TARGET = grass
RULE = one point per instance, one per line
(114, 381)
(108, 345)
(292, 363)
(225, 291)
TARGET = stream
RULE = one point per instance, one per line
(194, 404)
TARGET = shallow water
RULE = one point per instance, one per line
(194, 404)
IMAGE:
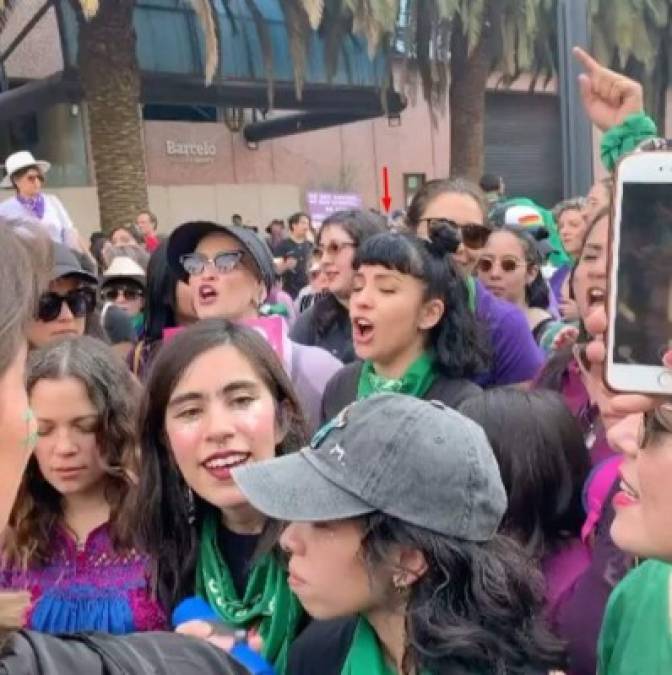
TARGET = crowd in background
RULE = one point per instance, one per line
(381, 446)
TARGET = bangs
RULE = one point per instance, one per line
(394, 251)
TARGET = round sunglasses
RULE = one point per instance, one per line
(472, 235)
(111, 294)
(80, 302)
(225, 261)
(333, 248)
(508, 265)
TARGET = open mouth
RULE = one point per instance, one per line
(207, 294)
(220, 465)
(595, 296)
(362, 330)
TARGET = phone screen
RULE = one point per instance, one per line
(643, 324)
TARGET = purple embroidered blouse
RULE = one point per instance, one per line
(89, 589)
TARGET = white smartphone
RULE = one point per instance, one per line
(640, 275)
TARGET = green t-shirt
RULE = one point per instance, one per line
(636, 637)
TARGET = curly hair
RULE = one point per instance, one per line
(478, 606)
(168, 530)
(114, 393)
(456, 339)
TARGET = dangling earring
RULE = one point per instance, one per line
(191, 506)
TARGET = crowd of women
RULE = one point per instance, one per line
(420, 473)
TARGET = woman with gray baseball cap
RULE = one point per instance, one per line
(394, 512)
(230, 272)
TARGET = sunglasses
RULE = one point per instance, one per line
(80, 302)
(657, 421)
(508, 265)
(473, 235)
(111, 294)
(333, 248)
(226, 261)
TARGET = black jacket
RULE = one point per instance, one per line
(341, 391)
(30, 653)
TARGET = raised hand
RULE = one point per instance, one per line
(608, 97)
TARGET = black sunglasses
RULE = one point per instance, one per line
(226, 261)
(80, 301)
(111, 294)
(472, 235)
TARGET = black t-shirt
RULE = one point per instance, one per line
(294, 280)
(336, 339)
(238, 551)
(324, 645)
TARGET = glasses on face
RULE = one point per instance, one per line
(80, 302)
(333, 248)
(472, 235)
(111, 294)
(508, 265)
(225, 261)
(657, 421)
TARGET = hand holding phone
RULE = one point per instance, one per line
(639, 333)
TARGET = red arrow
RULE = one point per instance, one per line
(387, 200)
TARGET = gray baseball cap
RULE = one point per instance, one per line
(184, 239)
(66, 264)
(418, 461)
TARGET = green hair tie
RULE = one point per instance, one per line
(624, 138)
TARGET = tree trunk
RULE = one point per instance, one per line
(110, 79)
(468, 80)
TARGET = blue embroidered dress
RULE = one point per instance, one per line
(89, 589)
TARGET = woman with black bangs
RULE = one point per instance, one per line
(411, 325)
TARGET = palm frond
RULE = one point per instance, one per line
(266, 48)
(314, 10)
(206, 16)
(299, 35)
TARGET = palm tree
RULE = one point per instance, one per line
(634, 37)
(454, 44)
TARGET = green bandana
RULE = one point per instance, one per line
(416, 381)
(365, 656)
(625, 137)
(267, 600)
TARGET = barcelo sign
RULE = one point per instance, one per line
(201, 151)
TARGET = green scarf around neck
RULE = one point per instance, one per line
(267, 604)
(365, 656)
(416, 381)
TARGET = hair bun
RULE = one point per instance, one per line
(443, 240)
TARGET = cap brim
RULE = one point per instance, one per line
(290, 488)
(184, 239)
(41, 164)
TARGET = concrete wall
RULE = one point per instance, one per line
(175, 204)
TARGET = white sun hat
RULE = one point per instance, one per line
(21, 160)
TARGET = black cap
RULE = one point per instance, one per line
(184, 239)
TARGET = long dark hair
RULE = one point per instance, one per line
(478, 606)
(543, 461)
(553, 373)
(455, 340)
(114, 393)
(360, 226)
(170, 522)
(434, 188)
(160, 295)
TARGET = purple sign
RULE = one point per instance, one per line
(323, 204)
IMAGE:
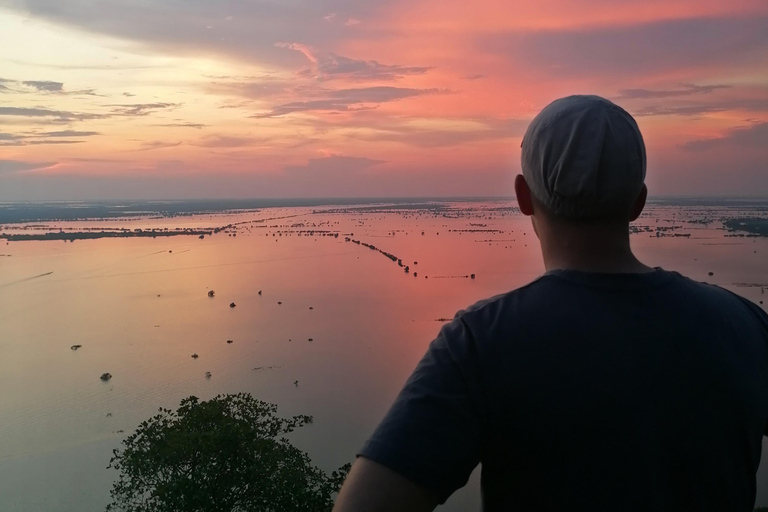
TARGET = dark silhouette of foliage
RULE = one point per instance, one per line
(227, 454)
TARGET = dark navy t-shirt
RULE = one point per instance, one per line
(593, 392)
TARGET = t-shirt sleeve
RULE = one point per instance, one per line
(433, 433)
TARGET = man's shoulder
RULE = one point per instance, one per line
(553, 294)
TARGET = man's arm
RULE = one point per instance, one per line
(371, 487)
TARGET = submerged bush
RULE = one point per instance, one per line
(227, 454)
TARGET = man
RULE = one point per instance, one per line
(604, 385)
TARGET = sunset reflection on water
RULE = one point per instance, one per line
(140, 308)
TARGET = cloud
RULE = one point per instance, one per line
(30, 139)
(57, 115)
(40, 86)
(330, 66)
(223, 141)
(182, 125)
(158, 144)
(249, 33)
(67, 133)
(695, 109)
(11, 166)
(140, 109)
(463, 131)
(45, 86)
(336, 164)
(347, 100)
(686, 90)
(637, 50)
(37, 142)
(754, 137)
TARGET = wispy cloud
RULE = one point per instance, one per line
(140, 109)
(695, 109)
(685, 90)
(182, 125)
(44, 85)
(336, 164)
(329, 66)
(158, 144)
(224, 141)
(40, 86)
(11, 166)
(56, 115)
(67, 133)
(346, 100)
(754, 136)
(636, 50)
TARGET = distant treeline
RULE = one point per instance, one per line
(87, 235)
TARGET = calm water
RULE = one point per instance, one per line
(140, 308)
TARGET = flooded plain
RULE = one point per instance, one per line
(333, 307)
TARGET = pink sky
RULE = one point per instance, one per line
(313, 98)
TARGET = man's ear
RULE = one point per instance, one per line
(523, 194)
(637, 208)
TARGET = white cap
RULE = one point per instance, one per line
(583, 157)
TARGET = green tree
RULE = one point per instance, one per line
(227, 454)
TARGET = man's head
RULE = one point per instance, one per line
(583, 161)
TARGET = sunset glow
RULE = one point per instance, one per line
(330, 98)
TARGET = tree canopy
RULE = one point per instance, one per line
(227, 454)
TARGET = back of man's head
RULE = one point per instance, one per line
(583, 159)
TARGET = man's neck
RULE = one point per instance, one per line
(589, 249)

________________

## BRIEF
In this listing, how many lines contain "sunset"? Give the number without explanation.

## EXERCISE RESPONSE
2